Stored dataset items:
----------------------------------------
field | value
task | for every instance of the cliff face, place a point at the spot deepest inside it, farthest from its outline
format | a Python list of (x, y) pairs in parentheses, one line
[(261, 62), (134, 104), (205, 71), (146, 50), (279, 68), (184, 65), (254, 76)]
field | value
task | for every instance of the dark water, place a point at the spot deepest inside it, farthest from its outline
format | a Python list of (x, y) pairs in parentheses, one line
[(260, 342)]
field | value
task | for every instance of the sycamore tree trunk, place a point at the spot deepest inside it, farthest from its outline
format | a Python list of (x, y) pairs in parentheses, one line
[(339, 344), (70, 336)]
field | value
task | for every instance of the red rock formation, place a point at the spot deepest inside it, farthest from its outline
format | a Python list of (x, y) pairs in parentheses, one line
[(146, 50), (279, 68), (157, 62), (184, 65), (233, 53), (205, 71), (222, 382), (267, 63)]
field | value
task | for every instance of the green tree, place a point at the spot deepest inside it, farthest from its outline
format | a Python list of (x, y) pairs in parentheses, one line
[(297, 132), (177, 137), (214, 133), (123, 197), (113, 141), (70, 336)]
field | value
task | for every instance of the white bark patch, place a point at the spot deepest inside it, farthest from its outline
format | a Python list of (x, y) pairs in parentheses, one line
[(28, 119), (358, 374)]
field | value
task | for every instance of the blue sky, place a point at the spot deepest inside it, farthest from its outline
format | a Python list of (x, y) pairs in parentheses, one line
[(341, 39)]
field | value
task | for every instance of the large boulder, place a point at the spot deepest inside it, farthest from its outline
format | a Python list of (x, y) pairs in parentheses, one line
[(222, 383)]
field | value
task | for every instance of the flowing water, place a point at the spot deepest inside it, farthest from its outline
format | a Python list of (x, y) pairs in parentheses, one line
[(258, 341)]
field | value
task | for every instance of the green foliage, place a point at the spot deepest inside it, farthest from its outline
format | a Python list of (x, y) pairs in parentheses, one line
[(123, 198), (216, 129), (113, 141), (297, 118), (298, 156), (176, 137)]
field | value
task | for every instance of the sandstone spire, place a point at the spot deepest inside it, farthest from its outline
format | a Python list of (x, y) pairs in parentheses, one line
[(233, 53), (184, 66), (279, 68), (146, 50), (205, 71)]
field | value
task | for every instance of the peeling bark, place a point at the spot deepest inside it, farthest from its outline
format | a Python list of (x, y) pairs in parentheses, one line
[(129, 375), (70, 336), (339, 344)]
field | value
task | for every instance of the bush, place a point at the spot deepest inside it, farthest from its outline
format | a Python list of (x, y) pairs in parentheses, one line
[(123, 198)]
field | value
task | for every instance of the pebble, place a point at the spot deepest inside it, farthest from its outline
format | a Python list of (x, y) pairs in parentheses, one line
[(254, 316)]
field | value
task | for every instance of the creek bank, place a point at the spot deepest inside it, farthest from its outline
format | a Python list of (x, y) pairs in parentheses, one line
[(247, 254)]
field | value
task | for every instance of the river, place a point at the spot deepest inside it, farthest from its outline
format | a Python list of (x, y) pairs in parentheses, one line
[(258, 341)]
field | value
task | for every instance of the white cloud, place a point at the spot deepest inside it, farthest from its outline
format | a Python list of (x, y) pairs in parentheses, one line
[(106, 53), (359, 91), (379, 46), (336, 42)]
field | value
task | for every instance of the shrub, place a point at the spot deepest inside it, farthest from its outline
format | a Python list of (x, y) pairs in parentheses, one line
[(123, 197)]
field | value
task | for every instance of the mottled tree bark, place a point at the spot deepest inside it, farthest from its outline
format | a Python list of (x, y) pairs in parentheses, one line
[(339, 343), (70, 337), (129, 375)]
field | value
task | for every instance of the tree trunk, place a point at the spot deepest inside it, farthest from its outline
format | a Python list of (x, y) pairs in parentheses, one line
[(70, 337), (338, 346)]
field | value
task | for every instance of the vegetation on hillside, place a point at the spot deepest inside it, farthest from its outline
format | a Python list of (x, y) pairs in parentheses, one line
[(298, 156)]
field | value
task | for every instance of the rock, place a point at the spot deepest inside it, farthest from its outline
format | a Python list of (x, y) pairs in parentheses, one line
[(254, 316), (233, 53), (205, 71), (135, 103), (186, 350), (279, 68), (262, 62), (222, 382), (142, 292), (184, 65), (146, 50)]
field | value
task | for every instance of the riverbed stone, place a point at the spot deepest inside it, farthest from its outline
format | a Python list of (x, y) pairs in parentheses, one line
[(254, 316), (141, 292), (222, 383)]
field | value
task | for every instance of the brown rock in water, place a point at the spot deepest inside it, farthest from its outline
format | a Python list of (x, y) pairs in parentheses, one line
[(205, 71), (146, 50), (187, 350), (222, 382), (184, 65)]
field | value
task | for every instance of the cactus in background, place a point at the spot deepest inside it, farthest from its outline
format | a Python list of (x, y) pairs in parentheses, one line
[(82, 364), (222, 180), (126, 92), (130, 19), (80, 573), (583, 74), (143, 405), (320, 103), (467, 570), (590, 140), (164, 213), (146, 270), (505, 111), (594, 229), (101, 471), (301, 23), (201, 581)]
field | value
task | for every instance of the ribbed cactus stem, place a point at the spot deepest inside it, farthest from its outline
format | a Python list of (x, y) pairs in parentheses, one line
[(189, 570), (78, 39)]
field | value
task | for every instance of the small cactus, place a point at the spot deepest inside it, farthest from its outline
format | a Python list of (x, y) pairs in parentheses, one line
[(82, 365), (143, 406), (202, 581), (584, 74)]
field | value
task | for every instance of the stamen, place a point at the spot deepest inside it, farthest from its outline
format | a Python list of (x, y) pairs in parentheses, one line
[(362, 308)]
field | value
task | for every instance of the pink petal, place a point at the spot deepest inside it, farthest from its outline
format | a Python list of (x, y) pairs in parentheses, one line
----------------------------------------
## Try it
Return all of the data word for word.

## Solution for this task
field | value
task | for every instance of the cliff face, place a point at the spot deepest inside it, farthest from its outline
format | a Python list of (x, y) pairs in parentheses, one line
[(261, 62), (134, 104), (205, 71), (146, 50), (279, 68), (184, 65), (254, 76)]
field | value
task | for every instance of the dark water, place a point at the spot deepest inside it, farthest from its outline
format | a Python list of (x, y) pairs in parentheses, one line
[(260, 342)]
field | value
task | for every instance of the sycamore tree trunk, place a point at the spot deepest inside it, farthest from its outline
format | a Python list of (x, y) pairs in parentheses, one line
[(339, 344), (70, 336)]
field | value
task | for every instance of the red rock formation, place a point at the spot deepest inside it, farthest from its outline
format | a Python list of (x, y) pairs in parentheses, one line
[(146, 50), (279, 68), (157, 62), (184, 65), (233, 53), (205, 71), (222, 382), (267, 63)]
field | value
task | for every instance of the green tree, place a point at the spot deepest inside it, farthest from its outline
format | a Python list of (x, y) pairs in parentheses, one line
[(297, 132), (177, 137), (214, 133), (123, 197), (113, 141), (70, 336)]
field | value
task | for every instance of the white bark patch, place a point at the spot deepest inside it, farthest from its outline
format | a Python list of (x, y) pairs in parentheses, one line
[(28, 119), (358, 374)]
field | value
task | for every instance of the blue sky, place a point at the spot deepest inside it, farthest from its outline
format | a Python list of (x, y) pairs in parentheses, one line
[(341, 39)]
field | value
task | for every instance of the large boulder, place a point at the spot deepest inside it, farthest from its outline
format | a Python list of (x, y) pairs in parentheses, one line
[(222, 383)]
field | value
task | for every instance of the flowing water, place a point at the spot deepest inside it, farthest from its outline
format | a Python list of (x, y) pairs in parentheses, one line
[(258, 341)]
field | value
task | for every instance of the green foliage, place a point at the spot deepest inside it, farthest from its outline
format | a Python list of (x, y) pairs in parentheses, one line
[(123, 198), (216, 129), (113, 141), (297, 118), (298, 156), (176, 137)]
field | value
task | for every instance of the sandstone spire, place a point at the spot deepest inside it, farthest from its outline
format | a Python list of (x, y) pairs in parentheses, one line
[(233, 53), (184, 66), (279, 68), (146, 50), (205, 71)]
field | value
task | for every instance of the peeling bark, place a point at the spot deepest inside it, farthest from its outline
format | a Python list of (x, y) pairs in parentheses, one line
[(129, 375), (70, 336), (339, 344)]
field | value
task | for every instance of the bush, place a point at the spot deepest inside it, farthest from its outline
format | a Python list of (x, y) pairs in parentheses, one line
[(123, 198)]
field | value
task | for every instance of the pebble, place a point at the spot deepest inside it, farthest from its outline
format | a Python list of (x, y) pairs in parentheses, one line
[(254, 316)]
field | value
task | for every instance of the creek bank, place a point at the spot deepest inside it, farthest from its outline
format | a Python list of (x, y) pairs in parentheses, one line
[(247, 254)]
field | value
task | for every instance of the river, place a point at the spot deepest inside it, farthest from its outline
format | a Python list of (x, y) pairs in parentheses, one line
[(258, 341)]
field | value
task | for every instance of the white cloud, place a point at the spot deepest inside it, farthest from its outline
format | a Python list of (x, y) pairs in parentheses, one line
[(106, 53), (359, 91), (379, 46), (336, 42)]
field | value
task | for every instance of the shrub, place a point at the spot deepest inside it, farthest from its outline
format | a Python list of (x, y) pairs in parentheses, one line
[(123, 197)]
field | value
task | for every instance of the mottled tree bark, place a point at the spot deepest inside it, farthest from its outline
format | a Python list of (x, y) pairs in parentheses, one line
[(339, 343), (70, 337), (129, 375)]
field | value
task | for every instance of the tree trunk, place a point at the spot deepest inside it, farthest from its outline
format | a Python list of (x, y) pairs in parentheses, one line
[(70, 337), (338, 346)]
field | value
task | for every instance of the vegetation on hillside, place a point at the spot deepest inside it, farthest from its outline
format | a Python list of (x, y) pairs in parentheses, one line
[(298, 156)]
field | value
task | for every instance of the rock, place a point at the spot deepest inside it, farthest from its outline
format | a Python list of (x, y) pairs in parentheses, one line
[(254, 316), (233, 53), (205, 71), (135, 103), (186, 350), (279, 68), (262, 62), (222, 382), (142, 292), (184, 65), (146, 50)]
field | value
task | for every instance of the riverbed stone, place a point at the spot deepest inside it, farthest from its outline
format | a Python list of (x, y) pairs in parentheses, one line
[(254, 316), (141, 292), (222, 383)]
field | value
task | for every instance of the brown rock in water, place a point at the spot deepest inside it, farthest from its outline
format | a Python list of (x, y) pairs in parentheses, one line
[(205, 71), (146, 50), (187, 350), (222, 382), (184, 65)]
field | value
task | for every instance of the cactus in background, place a point at the spot deepest inside it, farthest from its outline
format | a Python list of (x, y) pairs in parentheses, one line
[(82, 364), (222, 180), (126, 92), (130, 19), (80, 573), (583, 74), (143, 405), (320, 103), (467, 570), (590, 140), (164, 213), (146, 270), (505, 111), (594, 229), (101, 471), (301, 23), (201, 581)]
field | value
task | for every instance of the ribbed cactus stem, place a point at the spot deepest inside it, farthest from its outline
format | a Python list of (x, y) pairs in parentheses, one line
[(189, 570), (78, 39)]
field | value
task | for every instance of the small cactus, place a point at the spot deepest inside it, farthest from its outline
format | a Python list of (x, y) pairs in parentheses, one line
[(82, 365), (143, 406), (202, 581), (584, 74)]
field | value
task | for every instance of the stamen, place a point at the spot deepest inside it, farthest from its outline
format | a Python list of (x, y) pairs in parentheses, one line
[(362, 308)]
field | value
task | for every instance of the pink petal, place a point at the spot deepest inside it, farthest from its outline
format | a Python list of (x, y) pairs in parentheses, one line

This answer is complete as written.